** START OF DATA **

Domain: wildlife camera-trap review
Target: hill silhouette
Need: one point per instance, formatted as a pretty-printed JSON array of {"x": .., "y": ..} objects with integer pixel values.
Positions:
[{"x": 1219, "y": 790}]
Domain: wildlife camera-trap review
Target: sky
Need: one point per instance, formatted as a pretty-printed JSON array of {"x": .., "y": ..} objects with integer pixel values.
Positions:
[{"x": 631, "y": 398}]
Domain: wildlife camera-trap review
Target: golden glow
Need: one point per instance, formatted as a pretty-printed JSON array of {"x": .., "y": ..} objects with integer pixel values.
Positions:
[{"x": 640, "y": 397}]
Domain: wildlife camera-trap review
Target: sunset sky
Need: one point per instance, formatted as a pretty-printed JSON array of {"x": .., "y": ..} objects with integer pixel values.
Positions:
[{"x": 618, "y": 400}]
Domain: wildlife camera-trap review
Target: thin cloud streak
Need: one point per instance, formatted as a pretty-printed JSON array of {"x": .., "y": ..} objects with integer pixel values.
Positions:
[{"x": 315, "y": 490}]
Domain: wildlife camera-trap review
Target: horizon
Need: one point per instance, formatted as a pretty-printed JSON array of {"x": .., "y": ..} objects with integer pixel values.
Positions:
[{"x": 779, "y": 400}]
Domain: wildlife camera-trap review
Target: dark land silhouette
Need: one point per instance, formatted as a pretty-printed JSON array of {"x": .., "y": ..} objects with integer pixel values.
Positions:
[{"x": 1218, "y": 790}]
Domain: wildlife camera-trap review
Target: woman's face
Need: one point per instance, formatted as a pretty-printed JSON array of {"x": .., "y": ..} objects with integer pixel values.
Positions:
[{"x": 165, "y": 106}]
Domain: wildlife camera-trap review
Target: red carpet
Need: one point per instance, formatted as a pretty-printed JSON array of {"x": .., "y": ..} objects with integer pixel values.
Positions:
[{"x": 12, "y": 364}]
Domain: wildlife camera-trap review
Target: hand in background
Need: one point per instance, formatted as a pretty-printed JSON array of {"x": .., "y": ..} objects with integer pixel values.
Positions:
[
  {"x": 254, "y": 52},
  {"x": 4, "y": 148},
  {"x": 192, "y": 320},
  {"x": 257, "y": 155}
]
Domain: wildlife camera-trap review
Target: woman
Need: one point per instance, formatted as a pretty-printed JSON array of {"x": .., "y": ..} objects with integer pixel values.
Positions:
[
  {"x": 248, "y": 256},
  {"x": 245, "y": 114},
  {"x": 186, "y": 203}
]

** END OF DATA **

### [WHAT YOU WILL DO]
Return all of the data precisely as it appears.

### [CORRECT ANSWER]
Domain: wildlife camera-trap review
Target: hill silhouette
Need: one point per instance, formatted as a pretty-printed JSON array of {"x": .., "y": ..} objects with integer pixel values.
Positions:
[{"x": 1219, "y": 790}]
Domain: wildlife camera-trap review
Target: sky
Need: one point per instance, formatted as a pretty-printed JSON array of {"x": .., "y": ..} objects with integer pixel values.
Positions:
[{"x": 631, "y": 398}]
Domain: wildlife camera-trap review
Target: golden glow
Need: one point per instance, formatted as a pretty-printed JSON array of {"x": .., "y": ..} objects with integer pixel values.
Positions:
[{"x": 640, "y": 397}]
Domain: wildlife camera-trap review
Target: sunset sky
Need: one point per instance, formatted as a pretty-printed JSON array of {"x": .., "y": ..} objects with integer pixel values.
Positions:
[{"x": 618, "y": 400}]
Domain: wildlife camera-trap review
Target: thin cloud streak
Need: one point per instance, formatted as a pretty-printed JSON array of {"x": .., "y": ..} objects with integer pixel values.
Positions:
[{"x": 315, "y": 490}]
Domain: wildlife camera-trap review
Target: horizon
Need: one point per instance, formatted as a pretty-printed JSON array of {"x": .., "y": ..} objects with integer pixel values.
Positions:
[{"x": 779, "y": 400}]
Domain: wildlife camera-trap review
Target: dark land silhouette
Need: one point per instance, formatted as a pretty-printed JSON array of {"x": .., "y": ..} objects with integer pixel values.
Positions:
[{"x": 1218, "y": 790}]
Domain: wildlife camera-trap review
Target: woman's face
Need: one point per instance, formatted as a pretty-printed JSON array of {"x": .., "y": ..} objects with integer pixel values.
Positions:
[{"x": 165, "y": 106}]
Domain: wildlife camera-trap review
Target: red carpet
Need: one point per instance, formatted as a pretty-printed JSON array of {"x": .., "y": ..} objects with integer pixel values.
Positions:
[{"x": 12, "y": 364}]
Domain: wildlife camera-trap review
Target: hand in background
Need: one point per instance, formatted as a pretty-printed JSON array of {"x": .., "y": ..} objects with integer pixel values.
Positions:
[
  {"x": 254, "y": 52},
  {"x": 4, "y": 148},
  {"x": 192, "y": 320},
  {"x": 257, "y": 155}
]
Domain: wildlife camera-trap review
Target: woman
Need: one point per instance, formatted as a pretty-printed JSON array of {"x": .., "y": ..} objects with integer pixel values.
Positions:
[
  {"x": 248, "y": 256},
  {"x": 245, "y": 114},
  {"x": 186, "y": 203}
]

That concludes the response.